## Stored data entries
■ ■ ■ ■
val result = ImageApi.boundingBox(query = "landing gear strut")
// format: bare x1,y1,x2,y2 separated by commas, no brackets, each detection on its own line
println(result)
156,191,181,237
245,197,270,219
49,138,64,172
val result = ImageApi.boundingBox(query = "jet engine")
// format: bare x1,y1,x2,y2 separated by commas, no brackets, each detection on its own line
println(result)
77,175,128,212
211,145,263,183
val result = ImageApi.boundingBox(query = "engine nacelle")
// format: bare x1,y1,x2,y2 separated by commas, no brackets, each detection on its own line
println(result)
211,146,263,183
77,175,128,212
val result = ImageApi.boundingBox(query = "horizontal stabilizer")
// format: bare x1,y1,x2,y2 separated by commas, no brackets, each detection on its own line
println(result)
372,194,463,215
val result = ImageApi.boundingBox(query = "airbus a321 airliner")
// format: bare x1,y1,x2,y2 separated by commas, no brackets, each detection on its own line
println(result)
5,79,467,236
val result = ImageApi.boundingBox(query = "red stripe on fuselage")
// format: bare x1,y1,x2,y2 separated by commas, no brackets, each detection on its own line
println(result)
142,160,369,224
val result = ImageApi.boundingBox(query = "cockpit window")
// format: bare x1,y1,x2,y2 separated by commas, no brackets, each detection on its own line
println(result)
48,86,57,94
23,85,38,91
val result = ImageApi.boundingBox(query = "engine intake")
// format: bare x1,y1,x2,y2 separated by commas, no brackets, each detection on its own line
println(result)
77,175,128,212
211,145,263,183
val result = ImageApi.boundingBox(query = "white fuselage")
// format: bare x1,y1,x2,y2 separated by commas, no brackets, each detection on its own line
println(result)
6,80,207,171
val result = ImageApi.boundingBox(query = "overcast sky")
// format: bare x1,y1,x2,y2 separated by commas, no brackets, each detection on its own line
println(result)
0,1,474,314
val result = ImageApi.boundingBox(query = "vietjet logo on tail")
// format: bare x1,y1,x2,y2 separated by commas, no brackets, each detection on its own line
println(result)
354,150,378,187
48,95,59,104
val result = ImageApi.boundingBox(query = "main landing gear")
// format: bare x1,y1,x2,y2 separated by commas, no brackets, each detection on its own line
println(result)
■ ■ ■ ■
## Aim of the exercise
Find each line in the entries above that contains the word "engine" and copy those lines.

## Answer to the task
val result = ImageApi.boundingBox(query = "jet engine")
val result = ImageApi.boundingBox(query = "engine nacelle")
val result = ImageApi.boundingBox(query = "engine intake")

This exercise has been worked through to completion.